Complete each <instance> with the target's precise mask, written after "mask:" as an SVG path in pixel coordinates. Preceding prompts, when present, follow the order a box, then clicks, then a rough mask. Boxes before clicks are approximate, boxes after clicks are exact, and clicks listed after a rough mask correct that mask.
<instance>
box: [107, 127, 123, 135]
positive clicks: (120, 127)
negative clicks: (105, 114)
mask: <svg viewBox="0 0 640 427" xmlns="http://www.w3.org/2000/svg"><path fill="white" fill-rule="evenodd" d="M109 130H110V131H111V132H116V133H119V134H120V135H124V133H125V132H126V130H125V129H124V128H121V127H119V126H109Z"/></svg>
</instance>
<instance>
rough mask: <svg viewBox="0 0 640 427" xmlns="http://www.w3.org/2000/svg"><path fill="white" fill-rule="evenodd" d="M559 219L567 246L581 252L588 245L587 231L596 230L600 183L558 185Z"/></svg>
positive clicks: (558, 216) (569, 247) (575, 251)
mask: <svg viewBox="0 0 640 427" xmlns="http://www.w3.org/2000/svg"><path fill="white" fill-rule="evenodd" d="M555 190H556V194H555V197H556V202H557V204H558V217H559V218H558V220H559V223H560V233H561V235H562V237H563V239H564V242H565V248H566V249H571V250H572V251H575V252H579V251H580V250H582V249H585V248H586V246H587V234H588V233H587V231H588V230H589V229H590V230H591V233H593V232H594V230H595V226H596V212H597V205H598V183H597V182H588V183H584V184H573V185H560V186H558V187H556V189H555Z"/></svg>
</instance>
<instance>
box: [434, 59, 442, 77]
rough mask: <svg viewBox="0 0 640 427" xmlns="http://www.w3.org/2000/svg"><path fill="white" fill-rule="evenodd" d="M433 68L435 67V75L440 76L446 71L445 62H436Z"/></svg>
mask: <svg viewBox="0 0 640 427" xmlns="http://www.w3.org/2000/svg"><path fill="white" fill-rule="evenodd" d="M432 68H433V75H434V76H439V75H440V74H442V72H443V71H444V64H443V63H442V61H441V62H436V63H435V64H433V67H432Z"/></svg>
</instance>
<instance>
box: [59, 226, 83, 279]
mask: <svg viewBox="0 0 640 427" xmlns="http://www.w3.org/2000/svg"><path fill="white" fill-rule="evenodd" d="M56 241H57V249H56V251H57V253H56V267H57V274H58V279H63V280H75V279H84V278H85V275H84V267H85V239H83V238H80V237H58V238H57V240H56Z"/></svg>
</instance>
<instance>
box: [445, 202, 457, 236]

• Exercise directions:
Please report, copied in full, every line of the material above that contains the word "positive".

• Task response:
positive clicks: (120, 127)
positive clicks: (558, 216) (569, 247) (575, 251)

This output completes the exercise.